→ **Aim of the exercise**:
Your task is to quote the material that follows, in full and exactly.

** BEGIN Material **

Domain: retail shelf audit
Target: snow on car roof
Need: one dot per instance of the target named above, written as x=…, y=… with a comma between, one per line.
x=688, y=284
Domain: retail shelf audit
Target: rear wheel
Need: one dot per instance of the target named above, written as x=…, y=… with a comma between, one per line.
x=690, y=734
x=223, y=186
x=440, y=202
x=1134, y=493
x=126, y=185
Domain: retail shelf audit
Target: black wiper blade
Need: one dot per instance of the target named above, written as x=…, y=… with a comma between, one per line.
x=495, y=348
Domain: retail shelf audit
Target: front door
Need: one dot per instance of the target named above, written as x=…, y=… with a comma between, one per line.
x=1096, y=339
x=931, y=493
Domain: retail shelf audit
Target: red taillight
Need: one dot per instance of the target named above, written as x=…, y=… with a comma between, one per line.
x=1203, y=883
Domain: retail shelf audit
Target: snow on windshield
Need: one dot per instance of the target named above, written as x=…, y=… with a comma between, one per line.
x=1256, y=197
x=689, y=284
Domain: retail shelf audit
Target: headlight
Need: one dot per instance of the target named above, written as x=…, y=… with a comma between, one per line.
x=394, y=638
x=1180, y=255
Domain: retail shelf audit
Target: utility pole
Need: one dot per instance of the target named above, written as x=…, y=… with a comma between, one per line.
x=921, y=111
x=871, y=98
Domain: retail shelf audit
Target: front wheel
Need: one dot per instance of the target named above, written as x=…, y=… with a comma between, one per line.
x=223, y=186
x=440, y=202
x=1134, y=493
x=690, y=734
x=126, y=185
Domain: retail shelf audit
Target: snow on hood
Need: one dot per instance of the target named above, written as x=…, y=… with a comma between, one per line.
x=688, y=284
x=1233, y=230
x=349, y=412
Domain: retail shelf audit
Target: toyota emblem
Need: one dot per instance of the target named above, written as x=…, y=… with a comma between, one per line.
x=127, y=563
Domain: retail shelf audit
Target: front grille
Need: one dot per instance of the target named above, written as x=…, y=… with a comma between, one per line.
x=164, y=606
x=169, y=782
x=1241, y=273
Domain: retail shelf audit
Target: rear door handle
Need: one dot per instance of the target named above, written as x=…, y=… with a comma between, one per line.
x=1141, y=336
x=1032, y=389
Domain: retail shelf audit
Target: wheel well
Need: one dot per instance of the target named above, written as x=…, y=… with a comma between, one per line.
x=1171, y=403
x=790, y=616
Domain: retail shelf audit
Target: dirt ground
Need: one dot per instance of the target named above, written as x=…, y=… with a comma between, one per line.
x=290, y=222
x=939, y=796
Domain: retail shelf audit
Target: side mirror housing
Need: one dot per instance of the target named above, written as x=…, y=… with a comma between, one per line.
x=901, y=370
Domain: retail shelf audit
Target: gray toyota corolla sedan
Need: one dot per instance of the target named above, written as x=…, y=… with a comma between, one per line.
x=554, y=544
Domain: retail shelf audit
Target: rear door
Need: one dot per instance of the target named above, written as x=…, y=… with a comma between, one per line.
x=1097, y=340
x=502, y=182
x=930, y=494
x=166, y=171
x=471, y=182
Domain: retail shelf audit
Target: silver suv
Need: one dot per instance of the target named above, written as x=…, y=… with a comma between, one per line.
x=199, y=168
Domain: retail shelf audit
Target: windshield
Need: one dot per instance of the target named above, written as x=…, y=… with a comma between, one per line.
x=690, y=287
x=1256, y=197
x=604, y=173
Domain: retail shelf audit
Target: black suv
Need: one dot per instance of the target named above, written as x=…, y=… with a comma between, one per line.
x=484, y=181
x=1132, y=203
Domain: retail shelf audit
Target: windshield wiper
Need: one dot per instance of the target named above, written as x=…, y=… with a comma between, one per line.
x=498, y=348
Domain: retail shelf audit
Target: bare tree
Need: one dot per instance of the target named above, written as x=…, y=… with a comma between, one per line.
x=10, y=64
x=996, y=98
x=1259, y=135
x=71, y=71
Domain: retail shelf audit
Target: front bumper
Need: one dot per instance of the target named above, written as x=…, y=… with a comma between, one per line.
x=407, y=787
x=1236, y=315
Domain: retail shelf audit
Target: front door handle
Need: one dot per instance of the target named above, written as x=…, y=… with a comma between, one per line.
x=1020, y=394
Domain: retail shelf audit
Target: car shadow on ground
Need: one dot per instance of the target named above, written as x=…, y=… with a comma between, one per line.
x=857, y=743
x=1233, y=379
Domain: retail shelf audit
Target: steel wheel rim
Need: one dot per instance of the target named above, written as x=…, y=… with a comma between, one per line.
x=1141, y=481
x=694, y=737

** END Material **

→ **Answer to this problem**:
Domain: retail shelf audit
Target: snow on car roof
Need: one dot per instance of the target named above, written as x=…, y=… with a comma between, one per line.
x=688, y=284
Domain: retail shelf audit
Target: rear wheel
Need: one dot per instance of the target named above, written as x=…, y=… with a comma between, one per line.
x=690, y=734
x=223, y=186
x=440, y=202
x=1134, y=493
x=126, y=185
Domain: retail shelf audit
Target: black wiper blade
Need: one dot per instance of the target named above, written as x=…, y=… with a comma between, one per line.
x=495, y=348
Domain: retail shelf audit
Target: front door
Need: one dot per instance of the target named above, written as x=…, y=… with a comma between, one per line.
x=1096, y=339
x=931, y=493
Domain: retail shelf audit
Target: red taillight
Need: one dot per instance of the target named above, written as x=…, y=… with a comma between, one per line.
x=1203, y=883
Domain: retail shelf audit
Target: snow on windshield
Need: one dot per instance of the target named above, written as x=…, y=… with a comma between, one per line.
x=1256, y=197
x=689, y=284
Domain: retail shelf audit
Target: headlight
Need: one dot per instance of the target named above, written as x=…, y=… with a comma between, one per line.
x=394, y=638
x=1180, y=255
Domain: retail shelf audit
Target: utility pole
Need: one dot per instance of the target named above, written as x=…, y=… with a comma between, one per line.
x=921, y=111
x=871, y=98
Domain: retail shelf audit
Target: front wheel
Need: one dot per instance of the target named above, written as x=…, y=… with a comma between, one per line.
x=223, y=186
x=440, y=202
x=1134, y=493
x=690, y=734
x=126, y=185
Domain: retail shelf audit
Target: snow on hood
Need: one dot per instance of the target named above, written as x=…, y=… with a comma between, one per line.
x=688, y=284
x=1233, y=230
x=349, y=412
Domain: retail shelf audit
Target: toyota emblem
Need: one dot per instance of the target named above, written as x=…, y=… with a comma between, one per line.
x=127, y=563
Domain: retail shelf audit
Target: front grille
Need: one dot per instance of the target named above, written as x=…, y=… with a comma between, one per line.
x=164, y=606
x=169, y=782
x=1241, y=273
Domain: retail shelf audit
Target: rear door handle
Need: one dot per instance of the target named above, written as x=…, y=… with a comma between, one per line.
x=1141, y=336
x=1032, y=389
Domain: retail shelf audit
Target: wheel well
Need: one dot per instance of the target named above, written as x=…, y=… with a comma between, one per line.
x=1171, y=403
x=790, y=616
Domain: retail shelf audit
Target: dirt ground
Need: one dot per instance of the target named above, written as x=…, y=… with a comma between, one per line.
x=290, y=222
x=939, y=796
Domain: retail shelf audit
Target: side mirror housing
Need: one dot per instance of the target named above, written as x=…, y=… with a comma between, one per line.
x=901, y=370
Domain: retail shelf audit
Target: gray toyota corolla sedan
Need: one dot per instance of the target named above, written as x=…, y=… with a comma between, one per line.
x=554, y=544
Domain: retail shelf audit
Target: rear door
Need: one dot per instance of the target named above, written as x=…, y=… with a comma between, one per line.
x=1097, y=340
x=502, y=182
x=930, y=494
x=166, y=171
x=471, y=182
Domain: retail shelf audit
Target: silver suv
Need: one dot per instance of the target named above, written as x=…, y=… with a comma between, one per line.
x=199, y=168
Domain: retail shelf audit
Target: windshield
Need: one dot per instance of the target named above, written as x=…, y=… with a comma between, one per line.
x=690, y=287
x=1256, y=197
x=604, y=173
Domain: retail shelf audit
Target: black suv
Need: one dot per instance of the target named above, written as x=…, y=… with a comma between, one per line.
x=484, y=181
x=1132, y=203
Domain: retail shelf audit
Target: windshield wiper
Need: one dot per instance of the target named above, written as x=…, y=… with a comma between, one per line.
x=498, y=348
Domain: retail shelf audit
Target: bare tree
Need: one dot per instance of the target named above, written as x=…, y=… with a comma between, one per line.
x=10, y=64
x=996, y=98
x=1259, y=135
x=71, y=71
Domain: retail shelf audit
Target: front bumper
Need: one dot per instance of the target named above, written as x=…, y=… with a comma between, one per line.
x=407, y=787
x=1236, y=315
Domain: retail shelf audit
Target: front door handle
Need: one dot per instance of the target named above, written as x=…, y=… with a comma between, one per line.
x=1020, y=394
Domain: retail shelf audit
Target: car shadow on ground
Need: one dot per instance of the target named above, written as x=…, y=… with a comma between, one per line.
x=857, y=743
x=1233, y=379
Domain: retail shelf audit
Target: steel wheel rim
Need: one dot per instance of the target named above, written as x=…, y=… with a comma between, one per line.
x=1141, y=481
x=694, y=737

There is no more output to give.